:: Given instruction ::
Each entry below should be written out exactly as it is, with no pictures.

════════════════════

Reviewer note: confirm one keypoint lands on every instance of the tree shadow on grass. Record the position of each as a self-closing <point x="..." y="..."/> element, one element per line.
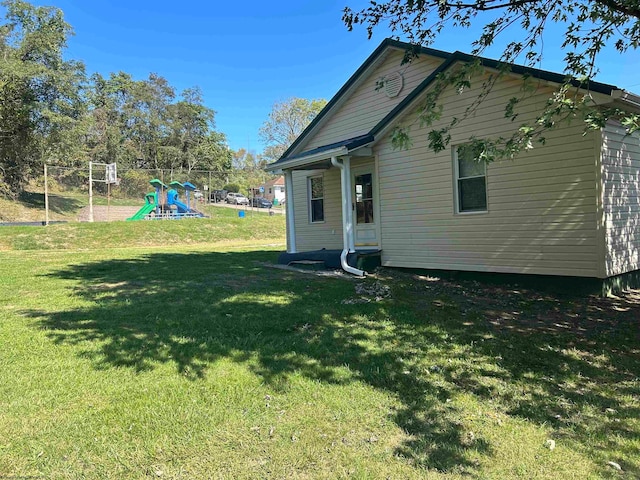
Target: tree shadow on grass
<point x="57" y="204"/>
<point x="568" y="362"/>
<point x="190" y="310"/>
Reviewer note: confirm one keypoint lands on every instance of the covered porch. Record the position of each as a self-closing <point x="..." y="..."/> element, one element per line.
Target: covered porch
<point x="332" y="207"/>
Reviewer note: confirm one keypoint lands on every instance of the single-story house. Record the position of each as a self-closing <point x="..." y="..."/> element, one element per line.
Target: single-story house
<point x="570" y="207"/>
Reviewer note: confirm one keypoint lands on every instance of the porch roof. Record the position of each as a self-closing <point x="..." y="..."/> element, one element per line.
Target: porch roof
<point x="321" y="154"/>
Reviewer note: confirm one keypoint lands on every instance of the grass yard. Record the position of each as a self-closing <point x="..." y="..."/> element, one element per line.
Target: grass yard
<point x="165" y="350"/>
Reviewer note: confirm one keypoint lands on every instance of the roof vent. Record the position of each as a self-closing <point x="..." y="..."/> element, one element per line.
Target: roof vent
<point x="393" y="84"/>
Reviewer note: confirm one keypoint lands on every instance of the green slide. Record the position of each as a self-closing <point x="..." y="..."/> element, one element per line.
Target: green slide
<point x="144" y="211"/>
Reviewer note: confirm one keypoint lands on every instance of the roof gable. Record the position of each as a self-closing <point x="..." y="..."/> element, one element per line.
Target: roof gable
<point x="312" y="141"/>
<point x="387" y="57"/>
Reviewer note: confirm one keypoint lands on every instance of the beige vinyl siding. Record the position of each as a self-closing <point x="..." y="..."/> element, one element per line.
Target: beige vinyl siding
<point x="327" y="234"/>
<point x="366" y="106"/>
<point x="542" y="206"/>
<point x="621" y="199"/>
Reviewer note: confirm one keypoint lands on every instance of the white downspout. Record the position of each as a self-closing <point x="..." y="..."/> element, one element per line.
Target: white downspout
<point x="347" y="217"/>
<point x="290" y="212"/>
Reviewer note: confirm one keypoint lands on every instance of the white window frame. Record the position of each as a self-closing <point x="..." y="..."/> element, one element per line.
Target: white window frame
<point x="456" y="178"/>
<point x="309" y="198"/>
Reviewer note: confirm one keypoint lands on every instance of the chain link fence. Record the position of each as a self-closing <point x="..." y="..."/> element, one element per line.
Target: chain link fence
<point x="67" y="189"/>
<point x="133" y="184"/>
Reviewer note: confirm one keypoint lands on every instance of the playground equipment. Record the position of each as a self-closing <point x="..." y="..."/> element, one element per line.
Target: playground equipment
<point x="164" y="203"/>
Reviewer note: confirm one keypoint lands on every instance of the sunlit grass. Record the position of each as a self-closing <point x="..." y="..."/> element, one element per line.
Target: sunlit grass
<point x="188" y="359"/>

════════════════════

:: Result ::
Reviewer note: confirm one keypoint lands on every instance of the tree shadow on grass. Record the position of each as a self-closing <point x="..." y="..."/> element, one element per line.
Target: tree shadow on grass
<point x="57" y="204"/>
<point x="568" y="362"/>
<point x="190" y="310"/>
Reviewer note: confirm one keypoint lands on every instance of the covered porch. Record the position of each as a self-closing <point x="..." y="..."/> element, one element per line.
Target: covered porch
<point x="332" y="207"/>
Reviewer note: confirm one keypoint lands on every instance of the single-story house. Record the position of each as a self-closing <point x="..." y="..."/> element, one element per line.
Target: single-story house
<point x="570" y="207"/>
Reviewer note: confirm one keypoint lands on every instance of the porch roof. Record the position of each as a self-closing <point x="..." y="..."/> element, one element per line.
Target: porch roof
<point x="321" y="154"/>
Reviewer note: confirm one keypoint lands on every instance of the grass yard. Record the position of each as a self-closing <point x="..." y="..."/> element, one element per line.
Target: grass yard
<point x="165" y="350"/>
Reviewer note: confirm one keypoint lands on every instance of the roof vent. Record the position of each as a self-closing <point x="..." y="..."/> element, one element per line.
Target: roof vent
<point x="393" y="84"/>
Reviewer note: confirm one keypoint lands on every instance of the green slide. Record the position of each as a self-closing <point x="..." y="..."/> element, one element per line.
Target: green slide
<point x="144" y="211"/>
Reviewer note: confirm one keypoint lands on every instance of the roof gable. Record the position of each as a self-closing <point x="..." y="..."/> element, one element per line.
Target: roof gable
<point x="312" y="141"/>
<point x="387" y="57"/>
Reviewer note: confirm one keypoint lands on every instance of the beige vinyl siding. Record the position of each as a self-closing <point x="..." y="..."/> element, one element per line.
Target: beige vinyl siding
<point x="327" y="234"/>
<point x="366" y="106"/>
<point x="542" y="206"/>
<point x="621" y="199"/>
Reviewer note: confirm one keypoint lands on every instance of the white downspout. Record the position of each as a self-closing <point x="..." y="..."/> element, one element per line.
Target: white downspout
<point x="347" y="217"/>
<point x="290" y="212"/>
Reviewer note: confirm one keypoint lands on every instance of the white window frame. Record the position of each as a self-closing <point x="..." y="..."/> element, one element per line.
Target: white window frame
<point x="456" y="178"/>
<point x="309" y="198"/>
Reviewer note: confirm one keypoint lands on every instance of the chain link fence. Record the position of each as a self-closing <point x="..." y="..."/> element, one element per line.
Target: chain link fence
<point x="67" y="189"/>
<point x="133" y="184"/>
Reviewer note: confirm one keypoint lands on every instance of the playground equipment. Record the position of each as a self-closing <point x="..." y="..."/> element, one element per line.
Target: playground equipment
<point x="164" y="203"/>
Reviewer note: confirm one keypoint lands on every instance of the sunlit grass. Record the position of each as a self-closing <point x="..." y="..."/> element, one element per line.
Target: sunlit grass
<point x="188" y="359"/>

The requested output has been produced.